Exercise -
Set down the material below in full, matching it exactly.

++++ Raw data ++++

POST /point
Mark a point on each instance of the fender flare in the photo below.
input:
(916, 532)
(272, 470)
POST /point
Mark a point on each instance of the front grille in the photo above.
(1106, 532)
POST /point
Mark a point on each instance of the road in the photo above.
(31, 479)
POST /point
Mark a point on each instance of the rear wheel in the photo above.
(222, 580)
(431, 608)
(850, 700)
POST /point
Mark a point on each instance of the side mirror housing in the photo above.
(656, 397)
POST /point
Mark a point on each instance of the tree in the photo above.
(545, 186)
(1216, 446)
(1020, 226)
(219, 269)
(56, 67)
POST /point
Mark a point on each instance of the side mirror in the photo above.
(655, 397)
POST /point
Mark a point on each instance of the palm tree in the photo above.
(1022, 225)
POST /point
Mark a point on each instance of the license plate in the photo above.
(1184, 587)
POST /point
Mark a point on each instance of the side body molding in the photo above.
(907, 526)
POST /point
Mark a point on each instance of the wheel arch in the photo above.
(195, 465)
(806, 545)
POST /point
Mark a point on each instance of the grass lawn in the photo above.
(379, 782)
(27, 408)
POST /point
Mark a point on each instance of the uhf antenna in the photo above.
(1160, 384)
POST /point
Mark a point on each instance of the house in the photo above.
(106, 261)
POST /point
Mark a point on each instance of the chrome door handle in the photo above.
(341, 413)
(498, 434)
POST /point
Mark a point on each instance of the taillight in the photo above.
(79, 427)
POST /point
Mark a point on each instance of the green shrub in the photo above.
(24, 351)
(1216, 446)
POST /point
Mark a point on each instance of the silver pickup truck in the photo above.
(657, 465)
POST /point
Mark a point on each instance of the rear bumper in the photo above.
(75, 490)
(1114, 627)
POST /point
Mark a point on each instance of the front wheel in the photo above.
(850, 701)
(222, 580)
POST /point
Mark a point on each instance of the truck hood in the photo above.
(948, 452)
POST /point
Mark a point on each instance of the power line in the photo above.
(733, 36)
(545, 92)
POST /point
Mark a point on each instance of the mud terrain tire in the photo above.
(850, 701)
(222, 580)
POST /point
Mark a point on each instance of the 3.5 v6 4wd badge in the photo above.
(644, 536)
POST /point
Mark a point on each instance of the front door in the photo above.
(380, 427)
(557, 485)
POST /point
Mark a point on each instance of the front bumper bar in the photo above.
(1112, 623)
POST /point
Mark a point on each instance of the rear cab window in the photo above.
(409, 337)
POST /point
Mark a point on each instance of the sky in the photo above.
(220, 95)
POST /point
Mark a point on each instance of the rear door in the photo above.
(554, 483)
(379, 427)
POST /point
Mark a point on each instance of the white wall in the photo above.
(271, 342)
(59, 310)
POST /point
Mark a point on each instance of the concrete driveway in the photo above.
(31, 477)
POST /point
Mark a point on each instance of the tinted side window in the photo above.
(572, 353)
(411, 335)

++++

Task response -
POST /point
Mark a point on each instance of the fender flare in the photo below.
input:
(916, 532)
(272, 470)
POST /point
Mark a point on each instance of the front grille in the photo above.
(1106, 532)
POST /point
Mark a point on each instance of the road in the photo above.
(31, 479)
POST /point
Mark a point on each instance of the rear wheel in the photo above.
(222, 580)
(431, 608)
(850, 700)
POST /point
Mark a point on each instance of the side mirror housing in the photo above.
(656, 397)
POST /point
Mark a point on each instance of the tree in the photo above.
(545, 186)
(1216, 446)
(1020, 226)
(219, 269)
(56, 67)
POST /point
Mark a point on each instance of the side mirror in the photo above.
(655, 397)
POST /point
Mark a point on each instance of the palm tree in the photo above.
(1022, 225)
POST /point
Mark a point on each instance of the license plate in the photo above.
(1184, 587)
POST /point
Mark a point on each instance of the side body molding in the photo above.
(907, 526)
POST /point
Mark a point on each instance of the wheel arch in the photo above.
(195, 465)
(806, 545)
POST /point
Mark a point on each instance of the grass lawn in the photo above.
(379, 782)
(27, 408)
POST /point
Mark a point on each instance of the uhf antenna in the photo above.
(1160, 384)
POST /point
Mark a point on each instance of the house in the photo above.
(106, 261)
POST /point
Mark a point on each instance of the chrome door handle in the photo above.
(341, 413)
(498, 434)
POST /point
Mark a point on each instance of the taillight in the photo above.
(79, 427)
POST /point
Mark a point on each instance of the green shrub in the photo above.
(24, 351)
(1216, 446)
POST /point
Mark a point on each instance of the silver pickup truck in the photo above.
(657, 465)
POST /point
Mark a point on each instance of the rear bumper in the photo above.
(75, 490)
(1114, 627)
POST /point
Mark a point on each instance of the front wheel in the photo above.
(850, 701)
(222, 580)
POST /point
Mark a point on each instance of the truck hood in the photo above.
(948, 452)
POST /point
Mark a point on each instance of the power line in the photo above.
(733, 36)
(545, 92)
POST /point
Mark a point on each instance of the mud terrain tire in the photo above.
(850, 701)
(222, 580)
POST /point
Mark a point on each instance of the 3.5 v6 4wd badge in the photo above.
(644, 536)
POST /point
Mark a point on each instance of the front door in the photo above.
(380, 427)
(557, 485)
POST /point
Mark a point on each instance of the front bumper bar in the photo above.
(1112, 623)
POST /point
Mark a point on each instance of the rear cab window in the photo above.
(409, 337)
POST /point
Mark a point on each instance of the sky in the photo above.
(220, 95)
POST /point
Mark a point on each instance of the rear door in the photo above.
(554, 483)
(379, 427)
POST /point
Mark a point on each instance of the white wall in the photo above.
(271, 342)
(59, 310)
POST /point
Mark a point on each instance of the concrete driveway in the photo above.
(31, 477)
POST /point
Mark a point on each instance of the tinted side window in the photo above.
(572, 353)
(411, 335)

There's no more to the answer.